▶ [PROBLEM REQUIREMENTS]: Copy each line below that has "water".
** RECORDS SUPPLIED follows **
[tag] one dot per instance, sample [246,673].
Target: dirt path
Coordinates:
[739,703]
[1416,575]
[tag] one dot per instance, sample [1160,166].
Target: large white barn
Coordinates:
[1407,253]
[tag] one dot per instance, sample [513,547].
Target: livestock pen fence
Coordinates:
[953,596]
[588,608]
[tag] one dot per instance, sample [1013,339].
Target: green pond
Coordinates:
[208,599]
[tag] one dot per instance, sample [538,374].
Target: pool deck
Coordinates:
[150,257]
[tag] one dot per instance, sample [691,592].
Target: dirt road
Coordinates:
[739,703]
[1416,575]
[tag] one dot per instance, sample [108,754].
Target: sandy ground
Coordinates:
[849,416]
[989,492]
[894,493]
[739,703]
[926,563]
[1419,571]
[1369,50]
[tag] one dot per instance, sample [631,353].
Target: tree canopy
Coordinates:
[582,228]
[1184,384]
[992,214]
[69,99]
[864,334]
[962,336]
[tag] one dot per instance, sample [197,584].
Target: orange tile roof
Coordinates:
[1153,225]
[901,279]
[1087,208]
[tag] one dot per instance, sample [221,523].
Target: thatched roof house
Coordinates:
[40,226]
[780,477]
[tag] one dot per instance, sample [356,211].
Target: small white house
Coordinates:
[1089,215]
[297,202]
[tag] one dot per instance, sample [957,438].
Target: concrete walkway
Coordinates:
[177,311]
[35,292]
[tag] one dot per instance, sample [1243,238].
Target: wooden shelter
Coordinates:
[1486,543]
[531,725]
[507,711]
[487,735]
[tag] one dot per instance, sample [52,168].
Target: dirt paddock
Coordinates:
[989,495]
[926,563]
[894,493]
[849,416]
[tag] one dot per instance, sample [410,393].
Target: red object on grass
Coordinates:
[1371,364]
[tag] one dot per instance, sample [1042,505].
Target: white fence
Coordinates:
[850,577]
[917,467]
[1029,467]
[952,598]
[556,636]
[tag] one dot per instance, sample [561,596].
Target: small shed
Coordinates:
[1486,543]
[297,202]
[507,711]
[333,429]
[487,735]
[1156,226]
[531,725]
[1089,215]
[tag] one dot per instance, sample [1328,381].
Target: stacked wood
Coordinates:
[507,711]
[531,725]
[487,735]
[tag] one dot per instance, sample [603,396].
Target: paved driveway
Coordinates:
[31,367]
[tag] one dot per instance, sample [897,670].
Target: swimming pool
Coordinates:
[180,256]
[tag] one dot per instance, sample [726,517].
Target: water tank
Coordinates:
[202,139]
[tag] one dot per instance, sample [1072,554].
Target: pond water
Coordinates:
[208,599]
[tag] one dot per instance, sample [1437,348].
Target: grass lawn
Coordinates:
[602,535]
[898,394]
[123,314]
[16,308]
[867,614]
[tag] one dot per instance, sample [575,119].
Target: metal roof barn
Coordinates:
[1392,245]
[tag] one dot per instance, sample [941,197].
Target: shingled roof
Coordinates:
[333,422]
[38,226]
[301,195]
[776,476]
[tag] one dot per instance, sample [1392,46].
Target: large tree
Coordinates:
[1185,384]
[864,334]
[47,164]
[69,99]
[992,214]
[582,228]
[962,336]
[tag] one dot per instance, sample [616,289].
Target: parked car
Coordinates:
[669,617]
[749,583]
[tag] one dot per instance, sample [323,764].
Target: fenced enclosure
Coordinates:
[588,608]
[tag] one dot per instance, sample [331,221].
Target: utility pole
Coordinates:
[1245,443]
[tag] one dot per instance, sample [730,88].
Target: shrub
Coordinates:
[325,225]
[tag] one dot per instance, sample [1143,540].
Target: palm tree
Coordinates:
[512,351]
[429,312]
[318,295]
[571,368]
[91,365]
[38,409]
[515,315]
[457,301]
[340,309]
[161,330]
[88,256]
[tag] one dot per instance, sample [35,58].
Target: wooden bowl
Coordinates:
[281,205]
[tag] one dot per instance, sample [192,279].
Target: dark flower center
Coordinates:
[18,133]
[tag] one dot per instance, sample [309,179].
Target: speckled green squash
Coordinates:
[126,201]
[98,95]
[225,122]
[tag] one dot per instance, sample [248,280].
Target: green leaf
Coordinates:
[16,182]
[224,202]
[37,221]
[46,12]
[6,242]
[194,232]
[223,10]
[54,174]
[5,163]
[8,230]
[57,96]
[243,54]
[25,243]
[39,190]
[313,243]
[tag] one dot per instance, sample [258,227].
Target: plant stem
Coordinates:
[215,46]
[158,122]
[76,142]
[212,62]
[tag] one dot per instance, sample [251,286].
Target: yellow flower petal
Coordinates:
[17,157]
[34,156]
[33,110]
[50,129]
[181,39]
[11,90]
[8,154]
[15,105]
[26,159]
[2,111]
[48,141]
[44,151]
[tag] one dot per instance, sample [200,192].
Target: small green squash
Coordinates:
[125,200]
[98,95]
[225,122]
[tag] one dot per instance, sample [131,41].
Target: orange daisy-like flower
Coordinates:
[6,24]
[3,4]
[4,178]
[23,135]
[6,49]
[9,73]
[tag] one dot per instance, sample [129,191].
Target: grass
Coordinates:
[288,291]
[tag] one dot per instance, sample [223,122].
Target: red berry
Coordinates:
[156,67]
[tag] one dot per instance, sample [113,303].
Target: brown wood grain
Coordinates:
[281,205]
** End of RECORDS SUPPLIED **
▶ [TASK OUTPUT]:
Target: water tank
Target: pond water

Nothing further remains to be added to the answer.